Exercise input:
========================================

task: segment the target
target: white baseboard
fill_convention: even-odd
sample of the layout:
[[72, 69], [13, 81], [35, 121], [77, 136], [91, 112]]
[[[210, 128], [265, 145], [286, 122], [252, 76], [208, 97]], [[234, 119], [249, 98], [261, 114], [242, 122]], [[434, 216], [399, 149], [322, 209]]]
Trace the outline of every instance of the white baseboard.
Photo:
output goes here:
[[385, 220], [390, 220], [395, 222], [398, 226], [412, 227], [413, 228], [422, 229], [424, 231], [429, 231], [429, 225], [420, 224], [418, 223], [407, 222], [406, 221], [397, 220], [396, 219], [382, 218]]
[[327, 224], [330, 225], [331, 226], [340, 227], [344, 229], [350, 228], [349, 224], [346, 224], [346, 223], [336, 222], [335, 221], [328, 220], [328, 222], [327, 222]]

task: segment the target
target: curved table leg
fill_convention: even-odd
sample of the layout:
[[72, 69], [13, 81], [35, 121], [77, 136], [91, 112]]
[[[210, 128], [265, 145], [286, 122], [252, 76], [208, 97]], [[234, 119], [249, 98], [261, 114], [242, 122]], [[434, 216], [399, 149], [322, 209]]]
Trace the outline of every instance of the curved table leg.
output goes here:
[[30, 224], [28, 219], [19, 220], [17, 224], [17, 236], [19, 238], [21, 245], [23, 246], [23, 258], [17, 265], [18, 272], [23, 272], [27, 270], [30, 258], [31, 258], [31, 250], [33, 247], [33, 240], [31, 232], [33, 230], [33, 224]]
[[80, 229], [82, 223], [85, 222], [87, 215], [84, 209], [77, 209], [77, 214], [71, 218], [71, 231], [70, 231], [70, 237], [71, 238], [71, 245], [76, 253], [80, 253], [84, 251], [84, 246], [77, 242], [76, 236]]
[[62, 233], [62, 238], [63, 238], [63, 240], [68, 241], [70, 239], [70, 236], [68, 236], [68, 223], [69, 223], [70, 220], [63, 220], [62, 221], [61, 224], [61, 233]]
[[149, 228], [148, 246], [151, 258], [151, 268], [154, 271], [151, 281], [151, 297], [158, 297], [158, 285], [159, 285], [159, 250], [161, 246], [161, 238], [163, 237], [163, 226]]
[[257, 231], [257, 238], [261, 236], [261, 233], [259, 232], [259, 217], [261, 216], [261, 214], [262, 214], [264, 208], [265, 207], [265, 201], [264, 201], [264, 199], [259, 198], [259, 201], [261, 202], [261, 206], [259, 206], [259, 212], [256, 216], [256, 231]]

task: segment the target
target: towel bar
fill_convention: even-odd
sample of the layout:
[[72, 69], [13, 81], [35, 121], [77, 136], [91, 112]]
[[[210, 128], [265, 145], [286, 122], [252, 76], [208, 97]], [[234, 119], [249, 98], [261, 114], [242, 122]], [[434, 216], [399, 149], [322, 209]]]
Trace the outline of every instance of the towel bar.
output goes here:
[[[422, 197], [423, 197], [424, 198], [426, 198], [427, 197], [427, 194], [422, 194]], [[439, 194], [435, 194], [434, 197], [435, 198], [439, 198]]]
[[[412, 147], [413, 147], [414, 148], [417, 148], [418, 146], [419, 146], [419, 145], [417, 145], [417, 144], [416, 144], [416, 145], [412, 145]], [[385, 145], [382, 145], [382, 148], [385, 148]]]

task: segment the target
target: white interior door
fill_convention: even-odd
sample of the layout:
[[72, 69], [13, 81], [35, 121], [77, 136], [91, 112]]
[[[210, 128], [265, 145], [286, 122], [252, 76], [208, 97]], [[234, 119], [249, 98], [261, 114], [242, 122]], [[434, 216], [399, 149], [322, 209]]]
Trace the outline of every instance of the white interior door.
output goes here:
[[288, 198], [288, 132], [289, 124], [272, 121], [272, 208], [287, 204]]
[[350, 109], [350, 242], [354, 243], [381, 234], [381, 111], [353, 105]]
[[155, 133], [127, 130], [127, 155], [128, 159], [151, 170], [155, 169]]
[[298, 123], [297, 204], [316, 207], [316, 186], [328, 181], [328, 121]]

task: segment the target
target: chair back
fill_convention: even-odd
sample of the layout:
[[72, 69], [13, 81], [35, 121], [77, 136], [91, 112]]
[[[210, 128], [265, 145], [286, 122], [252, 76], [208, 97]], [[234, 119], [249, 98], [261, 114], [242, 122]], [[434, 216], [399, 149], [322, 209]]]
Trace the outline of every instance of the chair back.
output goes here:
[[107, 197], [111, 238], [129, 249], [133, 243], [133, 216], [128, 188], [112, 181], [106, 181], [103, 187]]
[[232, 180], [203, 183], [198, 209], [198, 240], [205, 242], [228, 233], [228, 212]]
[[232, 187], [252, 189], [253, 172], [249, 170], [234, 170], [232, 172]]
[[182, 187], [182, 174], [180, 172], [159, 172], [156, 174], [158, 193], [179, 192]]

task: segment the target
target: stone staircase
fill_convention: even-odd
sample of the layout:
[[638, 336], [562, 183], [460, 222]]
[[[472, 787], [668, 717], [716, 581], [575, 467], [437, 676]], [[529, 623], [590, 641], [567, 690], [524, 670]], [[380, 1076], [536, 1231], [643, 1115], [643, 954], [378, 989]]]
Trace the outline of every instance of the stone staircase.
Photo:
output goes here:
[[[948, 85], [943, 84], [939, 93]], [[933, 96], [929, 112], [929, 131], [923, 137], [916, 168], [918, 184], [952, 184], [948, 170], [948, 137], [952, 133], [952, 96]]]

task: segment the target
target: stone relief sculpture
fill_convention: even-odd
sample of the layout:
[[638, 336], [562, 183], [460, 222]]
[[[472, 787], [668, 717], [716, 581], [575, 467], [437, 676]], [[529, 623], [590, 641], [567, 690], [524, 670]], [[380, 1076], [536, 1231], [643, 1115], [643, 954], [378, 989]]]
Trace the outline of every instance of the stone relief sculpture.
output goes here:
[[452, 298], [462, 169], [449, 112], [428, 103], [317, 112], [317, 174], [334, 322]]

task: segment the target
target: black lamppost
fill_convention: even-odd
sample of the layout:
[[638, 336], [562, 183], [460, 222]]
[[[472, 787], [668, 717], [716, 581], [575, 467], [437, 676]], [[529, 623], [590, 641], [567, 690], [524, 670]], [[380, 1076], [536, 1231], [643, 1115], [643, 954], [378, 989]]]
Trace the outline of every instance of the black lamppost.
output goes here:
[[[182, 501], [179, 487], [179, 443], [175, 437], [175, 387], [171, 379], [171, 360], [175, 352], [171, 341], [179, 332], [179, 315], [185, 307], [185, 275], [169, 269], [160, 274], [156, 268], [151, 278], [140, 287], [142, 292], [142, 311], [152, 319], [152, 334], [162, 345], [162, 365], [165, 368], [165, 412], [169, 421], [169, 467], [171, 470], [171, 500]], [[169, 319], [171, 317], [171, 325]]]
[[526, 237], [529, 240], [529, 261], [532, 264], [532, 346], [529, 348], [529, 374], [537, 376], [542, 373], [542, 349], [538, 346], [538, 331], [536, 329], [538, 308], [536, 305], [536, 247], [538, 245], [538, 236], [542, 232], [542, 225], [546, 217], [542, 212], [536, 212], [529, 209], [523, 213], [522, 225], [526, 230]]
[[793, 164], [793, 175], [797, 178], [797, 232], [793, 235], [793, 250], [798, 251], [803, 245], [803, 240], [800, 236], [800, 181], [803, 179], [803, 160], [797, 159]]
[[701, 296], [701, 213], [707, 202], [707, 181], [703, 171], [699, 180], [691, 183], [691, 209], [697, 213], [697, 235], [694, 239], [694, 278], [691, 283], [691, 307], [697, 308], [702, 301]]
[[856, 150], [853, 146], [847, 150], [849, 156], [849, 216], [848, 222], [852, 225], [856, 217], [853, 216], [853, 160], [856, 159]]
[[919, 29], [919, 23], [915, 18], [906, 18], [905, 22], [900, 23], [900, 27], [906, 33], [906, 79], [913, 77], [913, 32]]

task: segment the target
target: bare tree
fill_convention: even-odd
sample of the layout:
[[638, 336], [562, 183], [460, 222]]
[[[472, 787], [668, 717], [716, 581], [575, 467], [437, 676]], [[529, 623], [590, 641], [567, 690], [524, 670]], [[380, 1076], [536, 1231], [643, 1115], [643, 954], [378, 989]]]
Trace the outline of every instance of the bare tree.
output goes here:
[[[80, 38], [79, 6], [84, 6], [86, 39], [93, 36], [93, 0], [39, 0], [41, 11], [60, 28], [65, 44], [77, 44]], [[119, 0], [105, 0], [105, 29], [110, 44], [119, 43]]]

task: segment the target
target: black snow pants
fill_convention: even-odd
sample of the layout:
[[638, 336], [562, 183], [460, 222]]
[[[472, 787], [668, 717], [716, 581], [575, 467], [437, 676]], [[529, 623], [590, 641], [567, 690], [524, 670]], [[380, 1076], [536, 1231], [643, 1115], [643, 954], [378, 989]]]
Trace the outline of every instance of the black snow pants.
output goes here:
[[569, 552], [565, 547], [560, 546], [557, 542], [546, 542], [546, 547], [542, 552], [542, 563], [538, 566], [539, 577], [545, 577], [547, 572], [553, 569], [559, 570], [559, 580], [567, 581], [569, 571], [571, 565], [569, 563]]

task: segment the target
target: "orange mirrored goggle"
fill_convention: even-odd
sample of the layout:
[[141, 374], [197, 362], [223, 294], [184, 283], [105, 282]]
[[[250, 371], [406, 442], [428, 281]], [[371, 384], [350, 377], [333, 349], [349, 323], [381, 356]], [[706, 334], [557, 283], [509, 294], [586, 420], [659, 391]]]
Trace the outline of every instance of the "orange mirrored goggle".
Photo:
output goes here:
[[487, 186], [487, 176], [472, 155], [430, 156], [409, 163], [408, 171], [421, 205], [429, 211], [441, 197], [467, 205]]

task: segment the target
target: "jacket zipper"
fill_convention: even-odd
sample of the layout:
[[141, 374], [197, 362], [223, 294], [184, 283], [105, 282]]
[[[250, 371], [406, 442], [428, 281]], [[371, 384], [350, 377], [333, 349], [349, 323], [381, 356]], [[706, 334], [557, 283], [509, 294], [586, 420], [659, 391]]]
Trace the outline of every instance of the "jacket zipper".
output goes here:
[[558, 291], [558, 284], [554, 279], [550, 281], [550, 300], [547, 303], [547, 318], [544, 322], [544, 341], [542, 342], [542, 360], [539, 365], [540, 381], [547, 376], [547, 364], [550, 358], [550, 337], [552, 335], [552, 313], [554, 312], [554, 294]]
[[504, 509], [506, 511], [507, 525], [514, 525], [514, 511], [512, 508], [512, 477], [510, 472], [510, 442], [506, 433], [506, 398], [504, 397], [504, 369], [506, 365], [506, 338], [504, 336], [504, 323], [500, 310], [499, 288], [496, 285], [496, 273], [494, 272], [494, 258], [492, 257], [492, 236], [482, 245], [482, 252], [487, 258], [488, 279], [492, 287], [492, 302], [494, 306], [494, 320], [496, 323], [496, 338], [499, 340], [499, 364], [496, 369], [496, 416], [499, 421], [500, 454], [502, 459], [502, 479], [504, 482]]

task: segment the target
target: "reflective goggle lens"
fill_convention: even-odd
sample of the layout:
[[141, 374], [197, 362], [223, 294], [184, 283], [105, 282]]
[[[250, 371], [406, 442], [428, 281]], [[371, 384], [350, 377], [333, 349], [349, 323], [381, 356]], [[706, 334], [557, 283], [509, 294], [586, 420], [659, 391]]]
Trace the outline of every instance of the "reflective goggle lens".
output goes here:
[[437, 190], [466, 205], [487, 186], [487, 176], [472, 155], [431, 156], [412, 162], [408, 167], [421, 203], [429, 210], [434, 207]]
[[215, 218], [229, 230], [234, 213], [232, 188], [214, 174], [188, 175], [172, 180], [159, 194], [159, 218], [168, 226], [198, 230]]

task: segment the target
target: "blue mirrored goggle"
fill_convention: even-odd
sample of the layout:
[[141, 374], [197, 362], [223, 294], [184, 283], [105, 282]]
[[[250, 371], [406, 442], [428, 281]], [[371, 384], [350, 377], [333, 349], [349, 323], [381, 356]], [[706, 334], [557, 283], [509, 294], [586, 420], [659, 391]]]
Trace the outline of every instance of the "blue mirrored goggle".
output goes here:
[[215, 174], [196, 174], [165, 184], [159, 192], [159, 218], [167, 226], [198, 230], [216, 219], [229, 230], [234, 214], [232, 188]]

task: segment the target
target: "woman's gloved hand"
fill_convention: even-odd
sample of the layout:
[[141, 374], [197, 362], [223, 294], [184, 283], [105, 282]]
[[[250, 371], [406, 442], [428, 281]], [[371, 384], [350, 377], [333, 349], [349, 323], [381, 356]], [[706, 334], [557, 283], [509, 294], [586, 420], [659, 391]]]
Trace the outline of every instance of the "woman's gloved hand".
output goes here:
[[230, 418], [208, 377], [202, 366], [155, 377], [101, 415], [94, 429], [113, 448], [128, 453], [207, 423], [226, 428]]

========================================

Exercise: Collect every line of the entries above that contains the string "hand", and copy each one unchanged.

Task response:
target: "woman's gloved hand"
Trace the outline of every instance of the "woman's gloved hand".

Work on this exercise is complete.